Also be aware that the generator’s noise can be irritating so, if possible, place the appliance out of earshot. Don’t plan to put the generator where it might be vulnerable to rain. Though generators can run for a short while in light mist, a downpour may render them inoperable.
Test Your Gear
Test the lengths of extension cords to be sure they will reach where you need them to and store them near the generator. Store plenty of gasoline or other fuels in safe containers that are easy to access.
Be sure to use heavy-duty extension cords, not lightweight household cords. Cords should, at a minimum, have 12-gauge wire; 10 gauge or thicker is preferable. Check the cords for condition, with no nicks in the insulation or exposed bare wire.
The Electrical Service Panel
Do not attempt to hook up a portable generator to your home’s electrical service panel. This type of generator is designed to supply a limited amount of power via extension cords. If you want a system that automatically supplies power during an outage, hire a professional to install a standby generator (see Alternatives to a Portable Emergency Generator).
If you want your generator to supply power to certain receptacles and appliances in your home without the need for multiple extension cords, have an electrician install a transfer switch in the home’s main service panel. After installing this transfer switch, you just plug the generator into it to supply power to designated electrical circuits. Only plug-in the appliances and lights that you want to use.
Before running an emergency generator, read the article Setting Up a Portable Generator (above). If you take the steps suggested in that article, you’ll be much better prepared to get the generator up and running quickly and easily.
When setting up the generator, check the oil and fuel levels and top them off as needed. Roll the generator to the dry, well-ventilated place that you’ve chosen, and gather together the various extension cords you’ll need.
Start the generator before you attach the extension cords. Plug in the cords and then run them into the house. Though the cords can get wet, keep any connections—for example, where you plug together two cords—dry. Adjust the motor’s speed as needed to sustain the appliances or lighting you want to power.
Consult your owner’s manual to determine how long the motor will run before you need to refuel so you can anticipate the need to refuel. When you do refuel, first turn off the motor and unplug the cords. Wait a few minutes for the motor to cool down before adding the fuel.

(Data drawn from a collection)
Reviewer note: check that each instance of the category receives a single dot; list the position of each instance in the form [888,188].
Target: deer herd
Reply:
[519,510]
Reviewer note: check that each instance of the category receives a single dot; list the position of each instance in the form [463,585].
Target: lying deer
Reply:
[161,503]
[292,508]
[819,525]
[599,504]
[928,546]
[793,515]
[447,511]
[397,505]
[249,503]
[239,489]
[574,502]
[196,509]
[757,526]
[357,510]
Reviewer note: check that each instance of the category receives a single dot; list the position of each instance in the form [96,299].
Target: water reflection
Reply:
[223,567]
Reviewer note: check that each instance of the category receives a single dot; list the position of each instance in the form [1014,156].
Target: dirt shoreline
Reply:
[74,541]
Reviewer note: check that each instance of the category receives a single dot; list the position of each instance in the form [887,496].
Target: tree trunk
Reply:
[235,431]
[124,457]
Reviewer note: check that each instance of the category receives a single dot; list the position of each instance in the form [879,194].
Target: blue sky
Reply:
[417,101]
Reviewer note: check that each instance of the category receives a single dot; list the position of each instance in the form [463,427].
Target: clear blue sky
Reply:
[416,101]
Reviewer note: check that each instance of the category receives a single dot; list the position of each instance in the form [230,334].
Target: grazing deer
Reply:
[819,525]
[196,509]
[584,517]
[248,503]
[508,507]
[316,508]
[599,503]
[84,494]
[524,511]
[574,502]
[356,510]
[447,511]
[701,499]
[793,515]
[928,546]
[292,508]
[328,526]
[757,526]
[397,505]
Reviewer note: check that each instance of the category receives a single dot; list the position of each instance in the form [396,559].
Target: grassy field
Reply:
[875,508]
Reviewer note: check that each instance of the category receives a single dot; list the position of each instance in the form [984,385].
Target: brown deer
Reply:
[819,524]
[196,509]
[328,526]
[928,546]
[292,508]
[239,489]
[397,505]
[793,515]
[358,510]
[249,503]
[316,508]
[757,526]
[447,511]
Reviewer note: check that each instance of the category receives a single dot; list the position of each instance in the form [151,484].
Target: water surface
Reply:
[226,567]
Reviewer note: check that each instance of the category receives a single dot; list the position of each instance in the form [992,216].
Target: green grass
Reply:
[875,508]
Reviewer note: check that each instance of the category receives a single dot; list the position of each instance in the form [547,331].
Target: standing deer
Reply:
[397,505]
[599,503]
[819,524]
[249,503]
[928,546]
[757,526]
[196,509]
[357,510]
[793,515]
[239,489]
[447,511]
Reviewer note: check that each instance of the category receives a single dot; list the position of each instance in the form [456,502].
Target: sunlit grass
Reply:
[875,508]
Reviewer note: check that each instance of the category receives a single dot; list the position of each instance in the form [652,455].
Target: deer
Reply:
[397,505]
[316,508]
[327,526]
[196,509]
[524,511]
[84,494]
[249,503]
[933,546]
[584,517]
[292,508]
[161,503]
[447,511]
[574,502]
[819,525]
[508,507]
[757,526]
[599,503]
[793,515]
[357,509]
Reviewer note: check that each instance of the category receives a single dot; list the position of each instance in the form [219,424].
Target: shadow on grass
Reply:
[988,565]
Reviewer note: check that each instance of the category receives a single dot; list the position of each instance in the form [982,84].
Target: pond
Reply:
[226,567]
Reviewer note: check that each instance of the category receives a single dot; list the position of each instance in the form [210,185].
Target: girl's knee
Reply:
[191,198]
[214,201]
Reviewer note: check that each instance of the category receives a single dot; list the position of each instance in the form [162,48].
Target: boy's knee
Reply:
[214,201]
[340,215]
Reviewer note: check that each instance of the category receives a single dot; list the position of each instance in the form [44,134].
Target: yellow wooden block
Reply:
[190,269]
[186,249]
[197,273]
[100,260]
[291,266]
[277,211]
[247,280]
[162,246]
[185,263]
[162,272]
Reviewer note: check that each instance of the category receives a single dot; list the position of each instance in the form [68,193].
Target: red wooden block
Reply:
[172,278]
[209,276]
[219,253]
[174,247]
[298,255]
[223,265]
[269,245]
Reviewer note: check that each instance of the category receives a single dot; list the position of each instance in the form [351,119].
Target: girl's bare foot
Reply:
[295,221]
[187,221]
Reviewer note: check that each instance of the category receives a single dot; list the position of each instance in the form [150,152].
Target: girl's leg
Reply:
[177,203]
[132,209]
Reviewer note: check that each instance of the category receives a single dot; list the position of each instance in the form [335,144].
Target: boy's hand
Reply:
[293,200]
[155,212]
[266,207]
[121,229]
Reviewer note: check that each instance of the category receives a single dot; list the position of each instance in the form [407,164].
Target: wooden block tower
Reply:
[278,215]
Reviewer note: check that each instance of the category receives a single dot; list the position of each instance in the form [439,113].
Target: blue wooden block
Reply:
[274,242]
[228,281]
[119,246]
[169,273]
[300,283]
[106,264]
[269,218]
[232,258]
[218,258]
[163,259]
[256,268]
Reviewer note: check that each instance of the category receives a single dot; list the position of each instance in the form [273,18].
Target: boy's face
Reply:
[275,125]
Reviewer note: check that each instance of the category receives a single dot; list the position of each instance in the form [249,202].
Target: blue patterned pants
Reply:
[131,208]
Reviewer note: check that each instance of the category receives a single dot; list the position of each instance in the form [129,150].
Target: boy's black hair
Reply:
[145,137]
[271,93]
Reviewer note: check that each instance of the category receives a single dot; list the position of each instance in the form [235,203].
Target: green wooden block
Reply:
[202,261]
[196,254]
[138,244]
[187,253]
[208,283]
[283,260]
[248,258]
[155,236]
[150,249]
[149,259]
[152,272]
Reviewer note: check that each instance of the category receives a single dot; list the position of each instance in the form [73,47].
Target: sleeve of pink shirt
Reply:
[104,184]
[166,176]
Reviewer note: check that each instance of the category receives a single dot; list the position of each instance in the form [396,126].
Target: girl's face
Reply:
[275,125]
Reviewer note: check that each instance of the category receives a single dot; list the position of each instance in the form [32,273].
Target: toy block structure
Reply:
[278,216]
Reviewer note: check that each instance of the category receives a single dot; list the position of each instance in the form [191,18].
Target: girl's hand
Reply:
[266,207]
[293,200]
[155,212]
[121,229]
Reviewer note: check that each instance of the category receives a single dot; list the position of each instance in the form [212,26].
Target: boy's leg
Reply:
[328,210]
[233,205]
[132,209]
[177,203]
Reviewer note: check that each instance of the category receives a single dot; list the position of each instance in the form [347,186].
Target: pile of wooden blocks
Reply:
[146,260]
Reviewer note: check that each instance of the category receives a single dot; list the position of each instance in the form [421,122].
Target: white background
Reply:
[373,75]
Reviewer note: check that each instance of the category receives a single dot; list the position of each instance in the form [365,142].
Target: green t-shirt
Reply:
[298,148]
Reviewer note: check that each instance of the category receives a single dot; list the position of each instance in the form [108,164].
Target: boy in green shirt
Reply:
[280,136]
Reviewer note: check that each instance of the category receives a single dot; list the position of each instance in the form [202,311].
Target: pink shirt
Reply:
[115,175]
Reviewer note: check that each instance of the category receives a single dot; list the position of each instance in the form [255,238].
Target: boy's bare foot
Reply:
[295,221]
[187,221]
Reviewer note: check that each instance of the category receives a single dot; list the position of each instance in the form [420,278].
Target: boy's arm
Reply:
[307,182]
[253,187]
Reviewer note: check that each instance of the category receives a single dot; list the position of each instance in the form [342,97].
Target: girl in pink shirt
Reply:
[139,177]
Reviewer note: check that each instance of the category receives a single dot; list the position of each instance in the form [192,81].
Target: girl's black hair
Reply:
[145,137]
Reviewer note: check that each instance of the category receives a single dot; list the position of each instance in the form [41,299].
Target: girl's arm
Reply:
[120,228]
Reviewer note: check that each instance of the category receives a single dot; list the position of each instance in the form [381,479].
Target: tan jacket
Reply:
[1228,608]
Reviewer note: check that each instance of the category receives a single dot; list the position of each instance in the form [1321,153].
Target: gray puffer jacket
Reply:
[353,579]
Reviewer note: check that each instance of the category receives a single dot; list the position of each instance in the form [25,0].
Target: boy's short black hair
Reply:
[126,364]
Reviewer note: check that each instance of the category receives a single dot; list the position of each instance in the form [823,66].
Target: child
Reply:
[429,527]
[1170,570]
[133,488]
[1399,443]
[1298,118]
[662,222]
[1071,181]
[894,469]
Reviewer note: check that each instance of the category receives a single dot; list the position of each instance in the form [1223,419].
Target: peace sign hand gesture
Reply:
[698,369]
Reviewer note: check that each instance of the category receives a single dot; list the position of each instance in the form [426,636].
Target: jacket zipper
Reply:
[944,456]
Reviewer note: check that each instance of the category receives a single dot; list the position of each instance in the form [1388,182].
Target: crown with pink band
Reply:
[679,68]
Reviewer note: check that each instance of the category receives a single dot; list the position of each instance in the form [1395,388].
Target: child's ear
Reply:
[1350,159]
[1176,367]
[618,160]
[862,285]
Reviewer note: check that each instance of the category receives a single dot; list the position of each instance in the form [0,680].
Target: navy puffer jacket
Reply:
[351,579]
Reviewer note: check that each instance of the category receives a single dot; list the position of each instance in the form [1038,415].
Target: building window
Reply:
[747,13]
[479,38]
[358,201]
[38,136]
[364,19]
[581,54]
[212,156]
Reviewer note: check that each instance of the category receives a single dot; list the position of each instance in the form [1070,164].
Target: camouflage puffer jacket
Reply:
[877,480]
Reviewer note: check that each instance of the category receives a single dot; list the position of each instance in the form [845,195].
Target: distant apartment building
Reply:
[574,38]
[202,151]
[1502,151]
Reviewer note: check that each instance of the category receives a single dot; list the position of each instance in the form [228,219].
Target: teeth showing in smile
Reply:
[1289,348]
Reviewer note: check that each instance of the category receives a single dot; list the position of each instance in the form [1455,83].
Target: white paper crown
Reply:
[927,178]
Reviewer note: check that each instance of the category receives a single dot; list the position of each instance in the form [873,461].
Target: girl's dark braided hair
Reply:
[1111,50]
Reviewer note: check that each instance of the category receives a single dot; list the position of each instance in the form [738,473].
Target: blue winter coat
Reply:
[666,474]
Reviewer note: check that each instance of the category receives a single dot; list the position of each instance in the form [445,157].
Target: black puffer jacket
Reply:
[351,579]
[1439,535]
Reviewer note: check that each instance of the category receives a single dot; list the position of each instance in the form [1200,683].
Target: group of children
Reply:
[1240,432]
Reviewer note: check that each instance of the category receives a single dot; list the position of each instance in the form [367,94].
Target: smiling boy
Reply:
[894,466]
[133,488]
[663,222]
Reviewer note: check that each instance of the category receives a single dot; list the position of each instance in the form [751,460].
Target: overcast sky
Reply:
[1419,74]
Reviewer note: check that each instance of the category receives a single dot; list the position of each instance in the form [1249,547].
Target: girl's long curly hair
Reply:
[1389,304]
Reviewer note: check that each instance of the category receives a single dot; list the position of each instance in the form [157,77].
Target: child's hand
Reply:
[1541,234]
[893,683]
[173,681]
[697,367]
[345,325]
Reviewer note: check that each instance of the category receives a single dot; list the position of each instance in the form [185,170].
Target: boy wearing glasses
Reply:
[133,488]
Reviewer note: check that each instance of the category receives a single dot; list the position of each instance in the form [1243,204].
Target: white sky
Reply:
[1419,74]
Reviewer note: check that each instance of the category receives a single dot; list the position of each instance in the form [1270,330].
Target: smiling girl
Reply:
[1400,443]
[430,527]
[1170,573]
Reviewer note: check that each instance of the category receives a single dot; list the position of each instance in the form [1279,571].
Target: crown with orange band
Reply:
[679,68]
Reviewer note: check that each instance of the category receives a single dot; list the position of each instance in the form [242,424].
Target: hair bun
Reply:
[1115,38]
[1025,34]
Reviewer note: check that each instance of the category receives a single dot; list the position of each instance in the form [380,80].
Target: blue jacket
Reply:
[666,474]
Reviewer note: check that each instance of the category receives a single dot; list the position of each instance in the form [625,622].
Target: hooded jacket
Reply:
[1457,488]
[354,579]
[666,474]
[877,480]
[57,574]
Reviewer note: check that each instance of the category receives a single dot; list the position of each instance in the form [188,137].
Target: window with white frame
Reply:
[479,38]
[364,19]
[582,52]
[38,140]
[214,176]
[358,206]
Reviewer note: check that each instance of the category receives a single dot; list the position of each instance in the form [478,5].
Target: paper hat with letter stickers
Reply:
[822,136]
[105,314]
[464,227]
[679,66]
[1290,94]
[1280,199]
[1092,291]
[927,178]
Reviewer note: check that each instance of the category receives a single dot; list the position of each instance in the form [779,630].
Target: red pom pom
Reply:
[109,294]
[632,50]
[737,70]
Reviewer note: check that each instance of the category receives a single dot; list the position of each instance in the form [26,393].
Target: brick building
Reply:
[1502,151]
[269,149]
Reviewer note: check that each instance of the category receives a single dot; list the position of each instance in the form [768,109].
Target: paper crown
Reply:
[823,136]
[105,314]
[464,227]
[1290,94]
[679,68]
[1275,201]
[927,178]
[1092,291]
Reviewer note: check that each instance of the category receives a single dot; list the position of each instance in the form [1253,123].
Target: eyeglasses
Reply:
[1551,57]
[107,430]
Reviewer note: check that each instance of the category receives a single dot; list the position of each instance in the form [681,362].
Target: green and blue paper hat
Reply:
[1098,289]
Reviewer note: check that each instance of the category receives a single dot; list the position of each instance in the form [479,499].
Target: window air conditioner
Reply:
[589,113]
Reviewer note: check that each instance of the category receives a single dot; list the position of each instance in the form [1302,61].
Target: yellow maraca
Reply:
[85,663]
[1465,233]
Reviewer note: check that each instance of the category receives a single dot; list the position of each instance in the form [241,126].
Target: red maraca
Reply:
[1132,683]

## PROBLEMS TO WORK ON
a – From the generator passage, extract everything from "Test Your Gear" down to "Portable Emergency Generator).", word for word.
b – Turn the paragraph of the generator passage that begins "Be sure to use heavy-duty extension cords" into a short bulleted list that keeps its main facts.
This material has no connection to the generator passage.

## PROBLEM SOLUTIONS
a –
Test Your Gear
Test the lengths of extension cords to be sure they will reach where you need them to and store them near the generator. Store plenty of gasoline or other fuels in safe containers that are easy to access.
Be sure to use heavy-duty extension cords, not lightweight household cords. Cords should, at a minimum, have 12-gauge wire; 10 gauge or thicker is preferable. Check the cords for condition, with no nicks in the insulation or exposed bare wire.
The Electrical Service Panel
Do not attempt to hook up a portable generator to your home’s electrical service panel. This type of generator is designed to supply a limited amount of power via extension cords. If you want a system that automatically supplies power during an outage, hire a professional to install a standby generator (see Alternatives to a Portable Emergency Generator).

b –
- Use heavy-duty extension cords, not lightweight household cords.
- Cords need at least 12-gauge wire, and 10 gauge or thicker is preferable.
- Check the cords' condition: no nicks in the insulation and no exposed bare wire.